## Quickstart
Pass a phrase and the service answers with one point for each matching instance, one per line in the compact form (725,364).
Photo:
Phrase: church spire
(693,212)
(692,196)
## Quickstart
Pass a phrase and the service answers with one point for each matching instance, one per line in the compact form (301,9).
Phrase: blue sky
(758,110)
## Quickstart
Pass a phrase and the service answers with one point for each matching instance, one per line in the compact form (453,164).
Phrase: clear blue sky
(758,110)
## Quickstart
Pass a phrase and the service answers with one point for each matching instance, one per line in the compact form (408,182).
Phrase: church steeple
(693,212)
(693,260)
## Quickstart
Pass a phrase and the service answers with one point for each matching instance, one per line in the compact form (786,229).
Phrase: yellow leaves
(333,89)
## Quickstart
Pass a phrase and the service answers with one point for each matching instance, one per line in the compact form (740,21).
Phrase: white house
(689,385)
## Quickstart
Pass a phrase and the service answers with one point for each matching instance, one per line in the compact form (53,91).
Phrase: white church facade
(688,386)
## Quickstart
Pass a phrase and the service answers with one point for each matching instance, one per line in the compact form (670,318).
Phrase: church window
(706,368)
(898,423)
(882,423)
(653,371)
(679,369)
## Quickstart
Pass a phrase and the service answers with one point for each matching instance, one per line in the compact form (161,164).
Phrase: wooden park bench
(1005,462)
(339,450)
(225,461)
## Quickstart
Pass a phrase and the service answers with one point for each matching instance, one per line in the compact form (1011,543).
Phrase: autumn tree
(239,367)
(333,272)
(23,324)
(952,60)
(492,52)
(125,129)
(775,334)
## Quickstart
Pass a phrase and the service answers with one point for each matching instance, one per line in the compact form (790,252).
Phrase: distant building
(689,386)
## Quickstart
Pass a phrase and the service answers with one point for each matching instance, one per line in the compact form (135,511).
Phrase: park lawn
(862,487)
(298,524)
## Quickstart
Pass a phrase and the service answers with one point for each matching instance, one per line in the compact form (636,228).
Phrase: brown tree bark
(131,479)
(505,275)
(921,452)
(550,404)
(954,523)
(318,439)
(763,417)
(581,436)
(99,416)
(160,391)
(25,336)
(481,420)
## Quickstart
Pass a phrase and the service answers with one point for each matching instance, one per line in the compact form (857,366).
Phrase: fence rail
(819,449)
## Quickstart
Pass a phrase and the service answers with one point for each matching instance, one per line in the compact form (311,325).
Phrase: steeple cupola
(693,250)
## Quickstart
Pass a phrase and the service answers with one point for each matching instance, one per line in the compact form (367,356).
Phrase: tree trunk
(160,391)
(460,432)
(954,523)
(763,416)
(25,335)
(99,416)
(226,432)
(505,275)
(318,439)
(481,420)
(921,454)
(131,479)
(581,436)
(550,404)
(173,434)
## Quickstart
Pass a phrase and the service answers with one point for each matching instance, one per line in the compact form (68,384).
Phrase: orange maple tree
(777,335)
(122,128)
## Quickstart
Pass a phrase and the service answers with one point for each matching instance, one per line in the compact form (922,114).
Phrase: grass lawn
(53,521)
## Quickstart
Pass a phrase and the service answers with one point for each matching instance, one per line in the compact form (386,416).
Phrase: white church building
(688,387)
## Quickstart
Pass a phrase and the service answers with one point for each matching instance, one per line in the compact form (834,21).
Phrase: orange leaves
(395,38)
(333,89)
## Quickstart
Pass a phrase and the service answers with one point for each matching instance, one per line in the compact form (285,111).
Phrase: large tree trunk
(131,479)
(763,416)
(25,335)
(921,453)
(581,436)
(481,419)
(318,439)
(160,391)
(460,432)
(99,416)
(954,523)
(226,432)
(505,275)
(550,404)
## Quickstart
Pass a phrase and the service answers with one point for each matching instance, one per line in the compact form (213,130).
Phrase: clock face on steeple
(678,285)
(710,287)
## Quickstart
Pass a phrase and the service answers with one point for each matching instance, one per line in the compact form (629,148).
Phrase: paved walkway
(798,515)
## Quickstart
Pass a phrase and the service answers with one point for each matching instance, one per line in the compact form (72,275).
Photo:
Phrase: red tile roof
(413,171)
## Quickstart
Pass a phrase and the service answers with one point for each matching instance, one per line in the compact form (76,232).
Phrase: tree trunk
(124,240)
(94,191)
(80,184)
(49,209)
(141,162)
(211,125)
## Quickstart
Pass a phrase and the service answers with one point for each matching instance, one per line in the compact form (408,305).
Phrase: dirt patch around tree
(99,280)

____________

● **WORK TO COMPLETE**: Give the entries again in full, exactly as they are written.

● **TASK OUTPUT**:
## Quickstart
Pass a phrase and the service answers with one point for each matching instance, one per line in the compact form (725,364).
Photo:
Phrase: church spire
(693,212)
(692,196)
## Quickstart
Pass a phrase and the service answers with one point for each matching instance, one per line in the compact form (301,9).
Phrase: blue sky
(758,110)
## Quickstart
Pass a phrase and the service answers with one point for each matching instance, one per line in the compact form (453,164).
Phrase: clear blue sky
(758,110)
## Quickstart
Pass a phrase and the service answers with one point for each matching instance, one per line in the compact form (408,182).
Phrase: church steeple
(693,212)
(693,260)
## Quickstart
Pass a phrase and the service answers with one point for each matching instance, one per line in the compact form (786,229).
Phrase: yellow leaves
(333,89)
## Quickstart
Pass a phrase and the service answers with one point for each matching instance, one per line in the compact form (740,21).
Phrase: white house
(689,385)
## Quickstart
Pass a phrase and the service answers with one point for each matching instance, one per line in the compact form (53,91).
Phrase: white church facade
(688,386)
## Quickstart
Pass a phrase and the service answers with one point for each matching instance, one per line in the compact form (670,318).
Phrase: church window
(706,368)
(898,423)
(882,423)
(653,371)
(679,369)
## Quickstart
Pass a phrase and the service answers with one point for each matching instance, one per line in the compact form (161,164).
Phrase: wooden park bench
(1005,462)
(339,450)
(225,461)
## Quickstart
Pass a phrase and the service answers with one point for each matching instance, one per line in the compact form (1011,543).
Phrase: autumn tree
(239,367)
(333,272)
(23,324)
(952,60)
(492,52)
(125,129)
(775,334)
## Quickstart
Pass a phrase and the service answers with one point for each matching instance, one per line in the compact form (790,252).
Phrase: distant building
(689,386)
## Quickstart
Pass a phrase and the service answers with one point for each matching instance, one per line in the compact form (135,511).
Phrase: park lawn
(862,487)
(298,524)
## Quickstart
Pass a phrase and the service answers with one point for each matching instance, one per line in the compact form (636,228).
Phrase: brown tree bark
(131,479)
(505,275)
(921,452)
(550,404)
(954,523)
(318,439)
(763,417)
(581,436)
(99,416)
(160,391)
(25,336)
(481,420)
## Quickstart
Pass a phrase and the service answers with one point for each matching instance, one per line in the compact form (857,366).
Phrase: fence rail
(819,449)
## Quickstart
Pass a phrase and the service answers with one point for each matching instance, one per line in the compact form (311,325).
Phrase: steeple cupola
(693,250)
## Quickstart
Pass a phrase and the service answers with one point for each matching instance, one per line in the compact form (367,356).
Phrase: tree trunk
(160,391)
(460,432)
(954,523)
(763,416)
(25,335)
(99,416)
(226,432)
(505,275)
(318,439)
(481,420)
(921,454)
(131,479)
(581,436)
(550,404)
(173,434)
## Quickstart
Pass a phrase and the service answers with one point for each matching instance, one per line in the compact form (68,384).
Phrase: orange maple tree
(777,335)
(122,128)
## Quickstart
Pass a phrase and the service answers with one point for each matching instance, one per line in the compact form (922,114).
Phrase: grass lawn
(53,521)
## Quickstart
Pass a phrase and the service answers with one point for each matching instance, one per line in the compact form (386,416).
Phrase: white church building
(688,387)
## Quickstart
Pass a phrase and the service answers with one point for each matching instance, one per line in the compact form (834,21).
Phrase: orange leaves
(395,38)
(333,89)
## Quickstart
Pass a phrase and the service answers with one point for each matching instance, one per line in the compact form (285,111).
Phrase: large tree trunk
(131,479)
(763,416)
(25,335)
(921,453)
(581,436)
(481,419)
(318,439)
(160,391)
(460,432)
(99,416)
(954,523)
(226,432)
(505,275)
(550,404)
## Quickstart
Pass a phrase and the service answers with one point for each matching instance, one per line in the compact form (213,130).
Phrase: clock face on steeple
(678,285)
(710,287)
## Quickstart
Pass a phrase and the service answers with one point for each matching instance, one per line in the compact form (629,148).
Phrase: paved walkway
(798,515)
## Quickstart
Pass a phrase and the service answers with one point for each matching instance, one per line in the compact form (72,275).
Photo:
Phrase: red tile roof
(413,171)
## Quickstart
Pass a phrase and the service answers with one point for each matching instance, one per line in the compact form (76,232).
Phrase: tree trunk
(124,240)
(94,191)
(80,184)
(49,209)
(141,162)
(211,125)
## Quickstart
Pass a phrase and the service answers with one point for each matching instance, one per line in the compact form (408,305).
Phrase: dirt patch around tree
(99,280)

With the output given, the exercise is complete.